Return all of the records below line for line, without changing a single character.
==== GIVEN ENTRIES
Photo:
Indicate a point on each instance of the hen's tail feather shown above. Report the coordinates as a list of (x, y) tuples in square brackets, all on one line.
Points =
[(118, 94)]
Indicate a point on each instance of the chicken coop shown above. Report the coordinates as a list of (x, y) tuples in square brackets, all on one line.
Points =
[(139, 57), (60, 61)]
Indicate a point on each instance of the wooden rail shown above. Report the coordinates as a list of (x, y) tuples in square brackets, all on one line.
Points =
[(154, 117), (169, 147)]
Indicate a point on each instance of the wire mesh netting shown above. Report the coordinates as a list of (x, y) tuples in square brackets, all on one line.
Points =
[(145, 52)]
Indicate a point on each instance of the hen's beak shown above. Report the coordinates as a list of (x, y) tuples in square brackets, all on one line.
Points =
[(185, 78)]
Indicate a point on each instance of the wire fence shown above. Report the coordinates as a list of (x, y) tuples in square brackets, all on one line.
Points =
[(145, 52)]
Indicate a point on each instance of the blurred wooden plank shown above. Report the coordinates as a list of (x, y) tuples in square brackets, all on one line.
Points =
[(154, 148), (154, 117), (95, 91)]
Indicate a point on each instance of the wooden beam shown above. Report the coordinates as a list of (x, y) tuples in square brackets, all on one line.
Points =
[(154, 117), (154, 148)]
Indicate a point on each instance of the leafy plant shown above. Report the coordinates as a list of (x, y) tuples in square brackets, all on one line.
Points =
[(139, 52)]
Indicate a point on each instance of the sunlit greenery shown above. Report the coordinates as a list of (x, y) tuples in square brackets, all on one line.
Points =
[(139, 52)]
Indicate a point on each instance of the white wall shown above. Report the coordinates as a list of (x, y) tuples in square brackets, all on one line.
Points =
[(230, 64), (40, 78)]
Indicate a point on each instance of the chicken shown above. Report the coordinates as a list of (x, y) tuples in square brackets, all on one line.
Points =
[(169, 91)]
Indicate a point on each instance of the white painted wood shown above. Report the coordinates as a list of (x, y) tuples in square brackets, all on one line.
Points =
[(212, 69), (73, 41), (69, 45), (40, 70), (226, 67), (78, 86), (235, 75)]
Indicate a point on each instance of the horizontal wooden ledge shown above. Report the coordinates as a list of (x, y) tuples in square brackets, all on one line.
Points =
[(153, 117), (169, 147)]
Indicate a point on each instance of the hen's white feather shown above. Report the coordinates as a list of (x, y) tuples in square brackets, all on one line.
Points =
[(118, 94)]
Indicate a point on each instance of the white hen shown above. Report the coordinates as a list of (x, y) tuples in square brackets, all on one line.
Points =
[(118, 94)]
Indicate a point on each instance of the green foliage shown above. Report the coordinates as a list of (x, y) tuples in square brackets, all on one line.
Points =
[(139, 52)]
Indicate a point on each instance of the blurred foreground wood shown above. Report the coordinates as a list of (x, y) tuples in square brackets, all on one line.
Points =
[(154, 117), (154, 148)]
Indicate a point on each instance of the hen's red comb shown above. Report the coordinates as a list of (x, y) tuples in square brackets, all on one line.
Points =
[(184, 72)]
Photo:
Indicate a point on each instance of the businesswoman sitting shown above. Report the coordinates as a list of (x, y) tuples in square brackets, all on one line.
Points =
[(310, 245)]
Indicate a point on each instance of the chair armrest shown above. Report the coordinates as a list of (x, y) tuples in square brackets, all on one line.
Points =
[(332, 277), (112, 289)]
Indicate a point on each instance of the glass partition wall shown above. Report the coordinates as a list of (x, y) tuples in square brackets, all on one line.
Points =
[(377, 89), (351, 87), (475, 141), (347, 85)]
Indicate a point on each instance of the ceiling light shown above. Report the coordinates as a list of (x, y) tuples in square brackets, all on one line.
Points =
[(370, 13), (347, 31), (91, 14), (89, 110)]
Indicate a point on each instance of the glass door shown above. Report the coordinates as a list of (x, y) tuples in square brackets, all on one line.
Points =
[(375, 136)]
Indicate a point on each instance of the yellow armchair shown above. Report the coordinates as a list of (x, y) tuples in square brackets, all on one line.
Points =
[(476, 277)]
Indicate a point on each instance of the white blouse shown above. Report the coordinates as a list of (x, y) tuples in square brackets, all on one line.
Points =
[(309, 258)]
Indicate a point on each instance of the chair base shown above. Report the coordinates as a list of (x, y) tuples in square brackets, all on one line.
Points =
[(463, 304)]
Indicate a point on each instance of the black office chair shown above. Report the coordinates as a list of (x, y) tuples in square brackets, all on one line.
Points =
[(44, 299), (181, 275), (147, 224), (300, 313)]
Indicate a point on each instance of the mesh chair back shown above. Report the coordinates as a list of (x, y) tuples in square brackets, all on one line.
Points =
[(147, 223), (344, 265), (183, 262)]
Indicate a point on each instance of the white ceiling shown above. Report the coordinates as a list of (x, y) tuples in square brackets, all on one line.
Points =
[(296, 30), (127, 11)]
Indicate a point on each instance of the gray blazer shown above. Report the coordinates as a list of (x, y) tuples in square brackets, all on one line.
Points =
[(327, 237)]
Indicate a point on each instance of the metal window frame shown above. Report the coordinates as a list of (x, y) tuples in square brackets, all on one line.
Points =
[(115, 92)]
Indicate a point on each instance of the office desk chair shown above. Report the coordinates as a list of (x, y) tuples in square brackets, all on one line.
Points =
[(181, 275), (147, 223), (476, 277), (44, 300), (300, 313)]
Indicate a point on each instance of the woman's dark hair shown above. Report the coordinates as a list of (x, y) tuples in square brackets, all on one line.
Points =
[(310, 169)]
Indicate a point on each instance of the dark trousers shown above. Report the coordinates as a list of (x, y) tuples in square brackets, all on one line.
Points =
========
### THE RESULT
Photo:
Indicate a point on each instance of the hen's tail feather shown above. Report the coordinates as a list of (x, y) tuples in square brackets, all on one line.
Points =
[(118, 94)]
Indicate a point on each instance of the chicken coop shown above. Report the coordinates as a list of (x, y) tuples in square brackets, all on one line.
Points =
[(139, 57), (60, 61)]
Indicate a point on each instance of the wooden rail shown above. Report the coordinates as a list of (x, y) tuples in square brackets, all on one line.
Points =
[(154, 117), (169, 147)]
Indicate a point on each instance of the wire mesh netting shown above. Report the coordinates as a list of (x, y) tuples in square brackets, all on one line.
Points =
[(145, 52)]
Indicate a point on each instance of the hen's beak shown above. Report the coordinates as a list of (x, y) tuples in square brackets, all on one line.
Points =
[(185, 78)]
Indicate a point on each instance of the wire fence shown above. Report the coordinates as a list of (x, y) tuples in square brackets, all on one line.
Points =
[(145, 52)]
Indicate a point on each instance of the blurred wooden plank shown above. Report the coordinates as a list of (x, y) tuples in square brackets, all on one line.
Points =
[(154, 148), (154, 117), (95, 91)]
Indicate a point on each instance of the wooden beam shown above. Report the coordinates as a list of (x, y) tuples in square brackets, all on one line.
Points =
[(154, 117), (154, 148)]
Indicate a point on each instance of the leafy plant shown above. Report the coordinates as a list of (x, y) tuples in square brackets, all on one line.
Points =
[(139, 52)]
Indicate a point on each instance of the sunlit greenery shown above. Report the coordinates as a list of (x, y) tuples in square brackets, all on one line.
Points =
[(139, 52)]
Indicate a point on each instance of the white wall shown above. Report the coordinates as a list of (x, y) tuples in square brackets, all on one line.
Points =
[(230, 64), (40, 78)]
Indicate a point on each instance of the chicken shown above. Report the coordinates as a list of (x, y) tuples in square brackets, all on one line.
Points =
[(169, 91)]
Indicate a point on each instance of the white painted wood shown above. Report the coordinates as a list of (x, y) tuples in square brackets, all on one line.
Points =
[(212, 69), (73, 41), (69, 45), (40, 70), (226, 67), (78, 86), (235, 75)]
Indicate a point on each instance of the horizontal wooden ledge shown above. Report the coordinates as a list of (x, y) tuples in square brackets, all on one line.
Points =
[(153, 117), (169, 147)]
Indicate a point on each instance of the hen's white feather shown above. Report the coordinates as a list of (x, y) tuples in square brackets, all on one line.
Points =
[(118, 94)]
Indicate a point on each instance of the white hen shown above. Report the coordinates as a list of (x, y) tuples in square brackets, all on one line.
Points =
[(118, 94)]
Indicate a point on each instance of the green foliage shown above. Report the coordinates as a list of (x, y) tuples in square brackets, all on one line.
Points =
[(139, 52)]
Indicate a point on each instance of the blurred foreground wood shown above. Report the coordinates as a list of (x, y) tuples in square brackets, all on one line.
Points =
[(154, 117), (154, 148)]
Indicate a point on each instance of the hen's red comb shown above. Report the coordinates as a list of (x, y) tuples in square brackets, all on one line.
Points =
[(184, 72)]
Photo:
Indicate a point on each instance of the businesswoman sitting shown above. Report the coordinates as a list of (x, y) tuples in square brackets, all on one line.
Points =
[(310, 245)]
Indicate a point on each instance of the chair armrest shown above. Report the coordinates as a list of (x, y) tuples in square brackets, all on one line.
Points =
[(332, 277), (112, 289)]
Indicate a point on each instance of the glass partition wall shown above. Report the coordinates as a list of (x, y) tuples in square brackets, all on one line.
Points =
[(377, 89), (351, 87), (475, 141), (347, 85)]
Indicate a point on each instance of the ceiling light shown above. Report the coordinates as a list of (x, y) tuples in square brackets, all on one line.
Points =
[(370, 13), (347, 31), (91, 14), (89, 110)]
Indicate a point on each instance of the glass door shown above. Report the coordinates as a list of (x, y) tuples in square brackets, all on one line.
Points =
[(375, 136)]
Indicate a point on each instance of the yellow armchair shown above. Report the coordinates as a list of (x, y) tuples in square brackets, all on one line.
Points =
[(476, 277)]
Indicate a point on each instance of the white blouse shown above. Report the coordinates as a list of (x, y) tuples in square brackets, all on one line.
Points =
[(309, 258)]
Indicate a point on each instance of the chair base shown above. Report the coordinates as a list of (x, y) tuples in square brackets, all on one line.
Points =
[(463, 304)]
Indicate a point on each instance of the black office chair shown above. Report the coordinates as a list of (x, y) tuples in square brackets, all on one line.
Points =
[(44, 299), (181, 275), (147, 224), (300, 313)]
Indicate a point on each instance of the mesh chair back shown above. Report the coordinates as a list of (x, y) tuples in square brackets, all on one line.
Points =
[(147, 223), (344, 265), (183, 262)]
Indicate a point on each instance of the white ceiling shown above. Report the coordinates as a list of (x, y) tuples in square brackets, all on one line.
Points =
[(296, 30), (127, 11)]
Indicate a point on each instance of the gray blazer shown above. Report the coordinates as a list of (x, y) tuples in square brackets, all on one line.
Points =
[(327, 237)]
Indicate a point on each instance of the metal window frame shown above. Report the coordinates as a list of (x, y) tuples in square brackets, all on one line.
Points =
[(115, 92)]
Indicate a point on each instance of the office desk chair shown above. Report the coordinates as a list of (x, y) tuples in square brackets, all on one line.
Points =
[(181, 275), (147, 223), (476, 277), (44, 300), (300, 313)]
Indicate a point on each instance of the woman's dark hair shown above. Report the coordinates as a list of (x, y) tuples in square brackets, all on one line.
Points =
[(310, 169)]
Indicate a point on each instance of the dark trousers shown above. Report the coordinates as a list of (x, y) tuples in square brackets, all on one line.
Points =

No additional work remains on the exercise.